### Given exercise
Find every line in the entries below that contains the word "hand", and copy each of those lines.

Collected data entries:
>>>

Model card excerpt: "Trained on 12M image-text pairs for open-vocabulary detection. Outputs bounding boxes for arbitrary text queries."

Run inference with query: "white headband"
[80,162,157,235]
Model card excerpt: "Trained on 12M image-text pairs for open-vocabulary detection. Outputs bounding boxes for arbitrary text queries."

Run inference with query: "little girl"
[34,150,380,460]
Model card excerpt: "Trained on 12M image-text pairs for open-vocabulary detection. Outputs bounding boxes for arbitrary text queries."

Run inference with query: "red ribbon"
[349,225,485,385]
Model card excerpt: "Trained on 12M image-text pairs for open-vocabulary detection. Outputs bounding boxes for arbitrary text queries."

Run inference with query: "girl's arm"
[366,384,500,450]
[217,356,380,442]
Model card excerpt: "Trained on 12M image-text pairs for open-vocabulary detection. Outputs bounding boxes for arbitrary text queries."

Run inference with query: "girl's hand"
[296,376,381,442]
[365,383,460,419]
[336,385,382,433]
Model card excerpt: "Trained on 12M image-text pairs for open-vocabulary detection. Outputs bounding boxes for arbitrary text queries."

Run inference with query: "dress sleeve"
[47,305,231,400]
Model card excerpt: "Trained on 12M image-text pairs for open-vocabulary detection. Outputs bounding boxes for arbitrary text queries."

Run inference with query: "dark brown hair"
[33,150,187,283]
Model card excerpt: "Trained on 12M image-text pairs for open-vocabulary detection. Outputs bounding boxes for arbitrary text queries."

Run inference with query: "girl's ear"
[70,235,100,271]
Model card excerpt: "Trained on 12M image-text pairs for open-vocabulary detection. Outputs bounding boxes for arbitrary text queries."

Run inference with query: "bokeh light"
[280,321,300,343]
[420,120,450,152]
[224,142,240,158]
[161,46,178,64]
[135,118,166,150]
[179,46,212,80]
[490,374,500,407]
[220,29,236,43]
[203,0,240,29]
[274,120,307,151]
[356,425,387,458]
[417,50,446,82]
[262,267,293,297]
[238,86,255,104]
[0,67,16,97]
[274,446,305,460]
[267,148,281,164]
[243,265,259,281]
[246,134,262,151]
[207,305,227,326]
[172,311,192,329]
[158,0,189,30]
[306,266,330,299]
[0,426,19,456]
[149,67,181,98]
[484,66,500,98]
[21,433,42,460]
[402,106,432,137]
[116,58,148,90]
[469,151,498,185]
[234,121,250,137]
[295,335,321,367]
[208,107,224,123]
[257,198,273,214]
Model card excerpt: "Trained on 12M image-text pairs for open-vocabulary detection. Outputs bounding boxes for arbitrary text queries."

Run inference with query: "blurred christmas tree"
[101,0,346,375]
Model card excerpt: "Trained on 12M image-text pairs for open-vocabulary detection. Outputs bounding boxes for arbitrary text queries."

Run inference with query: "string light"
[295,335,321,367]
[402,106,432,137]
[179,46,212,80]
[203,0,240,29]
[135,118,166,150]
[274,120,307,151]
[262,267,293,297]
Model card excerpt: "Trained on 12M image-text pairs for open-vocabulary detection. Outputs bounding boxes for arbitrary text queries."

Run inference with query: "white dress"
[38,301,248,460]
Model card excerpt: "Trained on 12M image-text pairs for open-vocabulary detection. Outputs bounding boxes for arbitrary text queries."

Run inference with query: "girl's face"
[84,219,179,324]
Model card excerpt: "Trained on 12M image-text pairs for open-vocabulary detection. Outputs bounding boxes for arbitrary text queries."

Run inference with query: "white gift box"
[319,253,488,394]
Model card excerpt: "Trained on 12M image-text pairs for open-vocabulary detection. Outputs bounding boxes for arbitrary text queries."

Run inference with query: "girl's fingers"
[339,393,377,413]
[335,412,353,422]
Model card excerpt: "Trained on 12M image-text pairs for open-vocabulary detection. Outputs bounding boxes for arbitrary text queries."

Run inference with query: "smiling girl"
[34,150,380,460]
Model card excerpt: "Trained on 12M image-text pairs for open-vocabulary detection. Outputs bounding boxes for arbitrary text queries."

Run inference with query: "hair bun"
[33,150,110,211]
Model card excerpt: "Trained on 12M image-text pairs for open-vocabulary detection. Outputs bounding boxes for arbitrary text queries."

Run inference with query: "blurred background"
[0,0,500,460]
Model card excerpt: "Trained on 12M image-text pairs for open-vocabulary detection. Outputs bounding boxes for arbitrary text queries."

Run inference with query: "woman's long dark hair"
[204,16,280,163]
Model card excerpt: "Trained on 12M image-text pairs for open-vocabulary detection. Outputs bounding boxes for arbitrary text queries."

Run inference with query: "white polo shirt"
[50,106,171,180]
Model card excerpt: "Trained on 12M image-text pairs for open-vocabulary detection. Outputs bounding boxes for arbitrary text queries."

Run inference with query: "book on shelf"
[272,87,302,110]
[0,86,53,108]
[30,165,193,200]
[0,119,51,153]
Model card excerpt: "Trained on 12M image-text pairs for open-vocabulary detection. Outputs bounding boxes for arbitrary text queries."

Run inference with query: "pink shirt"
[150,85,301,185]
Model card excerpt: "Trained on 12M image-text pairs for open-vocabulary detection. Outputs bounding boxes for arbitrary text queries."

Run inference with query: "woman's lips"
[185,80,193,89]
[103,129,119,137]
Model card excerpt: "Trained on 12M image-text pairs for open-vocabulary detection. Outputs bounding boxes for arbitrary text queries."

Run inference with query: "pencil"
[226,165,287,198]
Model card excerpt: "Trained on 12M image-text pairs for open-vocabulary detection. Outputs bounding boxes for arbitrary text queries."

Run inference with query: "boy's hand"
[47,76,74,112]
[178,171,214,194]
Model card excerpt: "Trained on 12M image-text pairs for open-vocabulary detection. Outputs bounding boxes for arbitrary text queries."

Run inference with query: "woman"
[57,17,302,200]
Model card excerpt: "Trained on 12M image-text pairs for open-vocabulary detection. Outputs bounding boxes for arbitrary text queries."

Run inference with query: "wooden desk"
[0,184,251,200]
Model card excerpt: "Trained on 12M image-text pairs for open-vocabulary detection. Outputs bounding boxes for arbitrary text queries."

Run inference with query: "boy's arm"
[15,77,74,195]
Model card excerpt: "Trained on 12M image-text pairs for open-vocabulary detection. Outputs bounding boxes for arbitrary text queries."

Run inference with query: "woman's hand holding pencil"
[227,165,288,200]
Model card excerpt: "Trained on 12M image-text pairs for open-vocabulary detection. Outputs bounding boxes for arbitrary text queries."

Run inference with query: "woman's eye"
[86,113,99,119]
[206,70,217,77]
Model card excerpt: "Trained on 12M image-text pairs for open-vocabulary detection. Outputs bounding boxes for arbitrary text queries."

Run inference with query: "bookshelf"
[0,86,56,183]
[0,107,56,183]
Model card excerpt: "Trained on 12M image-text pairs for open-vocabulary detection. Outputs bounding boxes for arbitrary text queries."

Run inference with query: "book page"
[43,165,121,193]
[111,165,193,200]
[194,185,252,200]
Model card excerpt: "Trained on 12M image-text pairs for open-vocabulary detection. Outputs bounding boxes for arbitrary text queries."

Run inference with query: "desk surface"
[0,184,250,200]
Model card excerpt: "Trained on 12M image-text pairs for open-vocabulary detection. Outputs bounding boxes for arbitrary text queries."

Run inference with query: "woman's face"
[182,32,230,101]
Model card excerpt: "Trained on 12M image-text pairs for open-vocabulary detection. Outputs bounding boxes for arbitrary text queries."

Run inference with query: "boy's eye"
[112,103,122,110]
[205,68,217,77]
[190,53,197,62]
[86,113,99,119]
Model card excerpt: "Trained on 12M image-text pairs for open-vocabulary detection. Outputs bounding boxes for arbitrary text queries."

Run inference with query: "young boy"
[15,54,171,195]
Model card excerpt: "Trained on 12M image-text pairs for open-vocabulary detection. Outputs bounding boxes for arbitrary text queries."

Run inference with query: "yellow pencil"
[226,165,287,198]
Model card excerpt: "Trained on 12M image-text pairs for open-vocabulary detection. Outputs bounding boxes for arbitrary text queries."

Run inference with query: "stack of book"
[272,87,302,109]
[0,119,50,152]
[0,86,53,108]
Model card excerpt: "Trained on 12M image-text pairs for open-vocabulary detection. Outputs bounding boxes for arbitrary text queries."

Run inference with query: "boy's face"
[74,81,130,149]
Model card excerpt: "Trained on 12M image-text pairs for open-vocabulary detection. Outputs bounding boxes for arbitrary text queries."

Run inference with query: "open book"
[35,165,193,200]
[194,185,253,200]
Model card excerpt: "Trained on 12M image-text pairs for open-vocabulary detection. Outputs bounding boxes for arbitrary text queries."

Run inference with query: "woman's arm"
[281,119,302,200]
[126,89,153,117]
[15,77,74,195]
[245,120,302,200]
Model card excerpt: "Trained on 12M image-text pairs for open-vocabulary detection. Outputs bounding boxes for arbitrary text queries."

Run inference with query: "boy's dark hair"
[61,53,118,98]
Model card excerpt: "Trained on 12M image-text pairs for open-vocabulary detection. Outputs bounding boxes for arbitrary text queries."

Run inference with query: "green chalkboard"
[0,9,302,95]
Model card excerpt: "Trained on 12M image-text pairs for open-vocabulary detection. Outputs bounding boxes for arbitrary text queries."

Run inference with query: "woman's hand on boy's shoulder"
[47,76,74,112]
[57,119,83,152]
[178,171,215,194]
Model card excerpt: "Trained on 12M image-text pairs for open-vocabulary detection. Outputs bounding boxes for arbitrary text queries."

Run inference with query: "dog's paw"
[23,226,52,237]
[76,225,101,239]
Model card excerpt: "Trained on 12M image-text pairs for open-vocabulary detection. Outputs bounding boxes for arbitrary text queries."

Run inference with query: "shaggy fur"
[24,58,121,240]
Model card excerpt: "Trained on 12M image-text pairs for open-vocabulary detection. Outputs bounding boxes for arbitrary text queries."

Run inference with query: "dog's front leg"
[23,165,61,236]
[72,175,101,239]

<<<

### Result of this exercise
Run inference with query: "girl's hand"
Run inference with query: "boy's hand"
Run inference with query: "woman's hand holding pencil"
Run inference with query: "woman's hand on boy's shoulder"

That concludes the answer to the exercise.